■ **Task to complete**:
Across the records below, report how many lines include the word "green", stating the number alone.

Referring expression data:
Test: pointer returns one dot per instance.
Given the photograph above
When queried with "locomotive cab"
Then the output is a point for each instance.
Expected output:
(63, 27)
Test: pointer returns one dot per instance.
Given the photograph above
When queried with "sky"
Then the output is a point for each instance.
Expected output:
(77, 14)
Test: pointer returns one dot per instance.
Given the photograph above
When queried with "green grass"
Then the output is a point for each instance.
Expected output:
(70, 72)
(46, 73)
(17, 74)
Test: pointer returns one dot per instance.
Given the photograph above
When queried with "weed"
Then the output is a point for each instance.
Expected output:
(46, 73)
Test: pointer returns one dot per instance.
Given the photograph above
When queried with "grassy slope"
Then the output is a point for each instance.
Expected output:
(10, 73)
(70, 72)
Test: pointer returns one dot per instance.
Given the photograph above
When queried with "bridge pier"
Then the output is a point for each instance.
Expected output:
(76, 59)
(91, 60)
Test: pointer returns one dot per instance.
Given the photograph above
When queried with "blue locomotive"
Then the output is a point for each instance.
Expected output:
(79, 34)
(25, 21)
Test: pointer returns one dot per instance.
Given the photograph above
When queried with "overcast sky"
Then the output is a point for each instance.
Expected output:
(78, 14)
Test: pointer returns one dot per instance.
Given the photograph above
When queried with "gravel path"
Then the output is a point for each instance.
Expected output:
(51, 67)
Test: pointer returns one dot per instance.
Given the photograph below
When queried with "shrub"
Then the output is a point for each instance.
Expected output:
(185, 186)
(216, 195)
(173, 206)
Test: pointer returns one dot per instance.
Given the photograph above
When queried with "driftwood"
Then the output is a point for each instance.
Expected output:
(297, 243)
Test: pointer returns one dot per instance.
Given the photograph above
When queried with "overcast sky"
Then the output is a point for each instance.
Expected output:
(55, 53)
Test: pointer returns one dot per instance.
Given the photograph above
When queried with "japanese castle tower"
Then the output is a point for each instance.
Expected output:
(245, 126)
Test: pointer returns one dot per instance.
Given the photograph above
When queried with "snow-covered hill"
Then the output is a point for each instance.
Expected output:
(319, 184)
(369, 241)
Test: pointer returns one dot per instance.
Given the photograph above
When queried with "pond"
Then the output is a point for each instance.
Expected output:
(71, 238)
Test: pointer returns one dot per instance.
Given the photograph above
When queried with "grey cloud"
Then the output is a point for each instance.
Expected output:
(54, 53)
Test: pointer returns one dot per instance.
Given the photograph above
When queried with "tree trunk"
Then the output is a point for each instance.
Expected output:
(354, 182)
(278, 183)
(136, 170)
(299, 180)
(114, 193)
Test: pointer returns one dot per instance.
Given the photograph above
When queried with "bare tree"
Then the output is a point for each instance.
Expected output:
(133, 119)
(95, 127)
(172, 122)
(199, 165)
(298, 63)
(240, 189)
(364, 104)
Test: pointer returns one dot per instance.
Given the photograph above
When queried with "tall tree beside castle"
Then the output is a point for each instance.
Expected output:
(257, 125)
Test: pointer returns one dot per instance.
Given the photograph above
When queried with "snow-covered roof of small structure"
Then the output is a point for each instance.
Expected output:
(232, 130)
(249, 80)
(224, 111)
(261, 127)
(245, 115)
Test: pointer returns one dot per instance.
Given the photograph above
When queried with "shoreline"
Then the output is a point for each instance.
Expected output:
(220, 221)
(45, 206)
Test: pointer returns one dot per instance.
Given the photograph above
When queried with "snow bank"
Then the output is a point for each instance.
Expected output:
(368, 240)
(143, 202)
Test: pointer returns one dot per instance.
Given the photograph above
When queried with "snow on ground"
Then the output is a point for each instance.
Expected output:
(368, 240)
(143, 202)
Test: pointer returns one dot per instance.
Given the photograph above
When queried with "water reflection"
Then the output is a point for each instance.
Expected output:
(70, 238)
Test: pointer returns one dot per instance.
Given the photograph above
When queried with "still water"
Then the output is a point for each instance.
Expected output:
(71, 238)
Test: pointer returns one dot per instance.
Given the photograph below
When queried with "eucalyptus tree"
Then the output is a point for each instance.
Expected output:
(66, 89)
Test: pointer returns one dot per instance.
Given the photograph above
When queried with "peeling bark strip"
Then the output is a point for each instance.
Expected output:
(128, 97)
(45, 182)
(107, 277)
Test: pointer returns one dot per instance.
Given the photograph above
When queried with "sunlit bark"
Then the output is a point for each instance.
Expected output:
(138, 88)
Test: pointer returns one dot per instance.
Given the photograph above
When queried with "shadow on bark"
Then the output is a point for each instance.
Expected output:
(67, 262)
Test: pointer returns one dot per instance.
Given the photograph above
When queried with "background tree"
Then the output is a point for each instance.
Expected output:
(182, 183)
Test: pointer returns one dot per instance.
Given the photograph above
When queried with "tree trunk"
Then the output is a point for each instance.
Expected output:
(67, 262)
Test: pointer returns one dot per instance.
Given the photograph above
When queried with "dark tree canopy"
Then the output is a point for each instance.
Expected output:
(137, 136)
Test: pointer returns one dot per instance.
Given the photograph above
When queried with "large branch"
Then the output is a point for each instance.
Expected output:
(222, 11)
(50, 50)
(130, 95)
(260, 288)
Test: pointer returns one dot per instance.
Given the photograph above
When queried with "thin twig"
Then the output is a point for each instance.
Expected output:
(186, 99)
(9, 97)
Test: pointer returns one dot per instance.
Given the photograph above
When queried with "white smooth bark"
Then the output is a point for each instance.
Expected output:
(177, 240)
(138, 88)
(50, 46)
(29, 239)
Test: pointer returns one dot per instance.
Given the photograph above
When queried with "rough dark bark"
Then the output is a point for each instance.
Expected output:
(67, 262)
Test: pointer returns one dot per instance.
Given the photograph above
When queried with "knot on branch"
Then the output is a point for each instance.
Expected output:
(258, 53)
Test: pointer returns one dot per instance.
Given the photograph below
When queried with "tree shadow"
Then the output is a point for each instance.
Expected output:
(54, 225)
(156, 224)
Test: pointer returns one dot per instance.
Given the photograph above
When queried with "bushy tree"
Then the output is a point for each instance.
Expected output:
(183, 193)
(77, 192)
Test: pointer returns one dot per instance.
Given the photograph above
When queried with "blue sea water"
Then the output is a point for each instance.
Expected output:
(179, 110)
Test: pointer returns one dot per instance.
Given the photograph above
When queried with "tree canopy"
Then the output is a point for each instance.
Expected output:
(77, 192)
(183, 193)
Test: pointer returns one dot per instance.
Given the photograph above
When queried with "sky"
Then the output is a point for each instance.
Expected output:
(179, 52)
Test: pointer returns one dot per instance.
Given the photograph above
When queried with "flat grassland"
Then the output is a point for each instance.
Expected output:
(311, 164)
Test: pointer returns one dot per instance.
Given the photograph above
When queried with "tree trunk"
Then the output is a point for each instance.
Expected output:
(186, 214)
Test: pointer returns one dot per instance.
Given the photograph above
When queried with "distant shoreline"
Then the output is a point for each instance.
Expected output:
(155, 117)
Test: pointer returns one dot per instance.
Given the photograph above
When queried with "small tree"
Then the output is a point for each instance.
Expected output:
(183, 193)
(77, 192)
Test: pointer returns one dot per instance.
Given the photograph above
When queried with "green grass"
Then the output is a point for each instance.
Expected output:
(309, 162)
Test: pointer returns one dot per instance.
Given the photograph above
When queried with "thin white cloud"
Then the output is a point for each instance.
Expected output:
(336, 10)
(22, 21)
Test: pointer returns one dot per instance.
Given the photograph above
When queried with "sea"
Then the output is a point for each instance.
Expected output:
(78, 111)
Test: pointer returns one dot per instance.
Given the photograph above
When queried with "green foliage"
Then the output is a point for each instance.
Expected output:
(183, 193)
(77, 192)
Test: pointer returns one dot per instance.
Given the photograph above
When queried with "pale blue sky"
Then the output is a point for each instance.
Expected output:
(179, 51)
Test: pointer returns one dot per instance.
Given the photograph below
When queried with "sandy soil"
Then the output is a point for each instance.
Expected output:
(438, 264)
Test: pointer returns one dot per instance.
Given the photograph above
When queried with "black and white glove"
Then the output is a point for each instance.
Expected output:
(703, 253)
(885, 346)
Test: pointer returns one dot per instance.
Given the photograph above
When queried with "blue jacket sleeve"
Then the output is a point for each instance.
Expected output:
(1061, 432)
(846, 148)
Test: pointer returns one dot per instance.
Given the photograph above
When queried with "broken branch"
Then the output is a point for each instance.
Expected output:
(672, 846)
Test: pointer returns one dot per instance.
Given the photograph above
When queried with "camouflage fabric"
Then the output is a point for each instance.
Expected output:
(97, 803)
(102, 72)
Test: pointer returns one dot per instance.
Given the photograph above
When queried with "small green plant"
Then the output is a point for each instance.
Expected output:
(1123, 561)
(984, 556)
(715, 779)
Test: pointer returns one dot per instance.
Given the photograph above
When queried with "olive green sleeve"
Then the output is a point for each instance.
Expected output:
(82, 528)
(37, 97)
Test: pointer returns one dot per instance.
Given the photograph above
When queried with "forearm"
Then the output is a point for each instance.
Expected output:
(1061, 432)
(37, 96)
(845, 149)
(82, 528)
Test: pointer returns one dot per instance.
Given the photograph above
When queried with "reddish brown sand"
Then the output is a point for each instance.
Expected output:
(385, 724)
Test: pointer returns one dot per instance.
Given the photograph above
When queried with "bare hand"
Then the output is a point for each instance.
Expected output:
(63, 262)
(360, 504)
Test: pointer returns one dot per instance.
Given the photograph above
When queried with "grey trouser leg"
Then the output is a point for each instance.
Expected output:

■ **Response below**:
5